Copy the listing below in full, putting "item" wherever "instance" appears and leaving every other word as it is.

- Records supplied
---*---

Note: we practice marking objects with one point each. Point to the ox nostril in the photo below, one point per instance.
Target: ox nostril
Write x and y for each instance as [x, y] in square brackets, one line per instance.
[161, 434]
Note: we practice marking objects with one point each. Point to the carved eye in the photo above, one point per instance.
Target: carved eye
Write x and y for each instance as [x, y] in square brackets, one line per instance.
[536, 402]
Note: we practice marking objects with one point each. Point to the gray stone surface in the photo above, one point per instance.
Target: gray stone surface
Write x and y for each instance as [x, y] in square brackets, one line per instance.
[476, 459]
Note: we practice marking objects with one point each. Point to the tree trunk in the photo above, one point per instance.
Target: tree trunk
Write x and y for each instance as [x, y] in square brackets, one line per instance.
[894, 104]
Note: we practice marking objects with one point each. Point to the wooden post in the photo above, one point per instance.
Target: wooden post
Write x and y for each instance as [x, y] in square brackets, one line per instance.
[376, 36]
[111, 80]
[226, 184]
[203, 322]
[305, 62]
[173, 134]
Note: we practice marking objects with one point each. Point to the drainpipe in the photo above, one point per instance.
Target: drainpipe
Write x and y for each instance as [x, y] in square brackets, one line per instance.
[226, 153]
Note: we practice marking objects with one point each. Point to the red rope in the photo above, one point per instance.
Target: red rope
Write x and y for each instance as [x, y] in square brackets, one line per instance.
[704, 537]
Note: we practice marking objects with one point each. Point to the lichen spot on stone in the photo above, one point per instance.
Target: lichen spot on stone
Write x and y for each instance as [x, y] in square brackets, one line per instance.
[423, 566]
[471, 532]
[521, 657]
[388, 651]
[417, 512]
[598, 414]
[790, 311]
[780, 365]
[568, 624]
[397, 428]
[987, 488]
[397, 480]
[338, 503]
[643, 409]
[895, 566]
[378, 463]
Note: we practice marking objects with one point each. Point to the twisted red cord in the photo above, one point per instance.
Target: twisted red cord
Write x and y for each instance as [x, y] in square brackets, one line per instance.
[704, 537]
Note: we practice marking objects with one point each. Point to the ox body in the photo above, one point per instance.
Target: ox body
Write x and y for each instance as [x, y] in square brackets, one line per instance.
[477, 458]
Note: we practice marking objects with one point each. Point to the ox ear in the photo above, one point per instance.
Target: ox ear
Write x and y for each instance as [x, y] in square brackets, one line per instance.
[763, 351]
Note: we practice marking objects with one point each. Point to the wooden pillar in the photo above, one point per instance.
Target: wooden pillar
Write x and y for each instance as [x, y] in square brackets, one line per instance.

---*---

- Answer for the task
Note: we practice marking objects with one point each. Point to the ox nostril in the photo below, one point per item.
Target: ox nostril
Write x and y for each item as [x, y] in square brackets, one line per item.
[161, 434]
Note: we practice marking objects with one point each. Point to the carved eye in the photo above, one point per item.
Target: carved eye
Write x and y for each item as [x, y] in square brackets, one line per item.
[536, 402]
Note: we practice marking objects with one point each. Point to the gray stone surface in the photo above, one point per item.
Target: gray stone surface
Write x and y for each item as [x, y] in square brackets, one line per item.
[476, 459]
Note: we practice marking objects with one point each. Point to the tree trunk in the photo above, one point per item.
Target: tree trunk
Write x and y for each item as [x, y] in square brackets, one line per item.
[894, 104]
Note: we practice marking objects with one point each. Point to the wooden post in the photo above, one point per item.
Target: wooden post
Write x and y for each item as [x, y] in square brackets, one line per item.
[376, 36]
[111, 80]
[226, 184]
[203, 322]
[305, 62]
[173, 134]
Note: we practice marking objects with one point each. Point to the drainpipe in the photo above, one point per item.
Target: drainpipe
Write x and y for each item as [x, y] in square brackets, one line per item.
[226, 153]
Note: we practice marking objects with one point each. Point to the red rope in the photo above, one point per item.
Target: red rope
Write x and y for each item as [x, y] in square brackets, one line per item.
[704, 537]
Note: we practice marking objects with one point each. Point to the lichen spot on stone in the photo above, one point per item.
Target: lichen spot on stone
Write x and y for each item as [x, y] in square brackets, one line per item.
[423, 566]
[471, 532]
[521, 657]
[388, 651]
[417, 512]
[598, 414]
[790, 311]
[780, 365]
[568, 624]
[397, 428]
[987, 488]
[397, 480]
[338, 503]
[643, 409]
[895, 566]
[378, 463]
Note: we practice marking objects with one point each. Point to the twisted red cord in the photo above, one point per item.
Target: twisted red cord
Write x and y for each item as [x, y] in square brackets, one line per item.
[704, 537]
Note: we practice marking objects with one point each. Point to the ox body in the photo above, one point per item.
Target: ox body
Write x and y for each item as [x, y] in square brackets, one line per item.
[477, 458]
Note: we practice marking objects with one point each. Point to the ox ear in the photo above, one point per item.
Target: ox ear
Write x and y for each item as [x, y] in square brackets, one line per item.
[763, 351]
Note: we practice marking objects with one point each. Point to the wooden pillar in the photo above, one point per item.
Target: wooden pillar
Write x and y for each item as [x, y] in square brackets, one line per item.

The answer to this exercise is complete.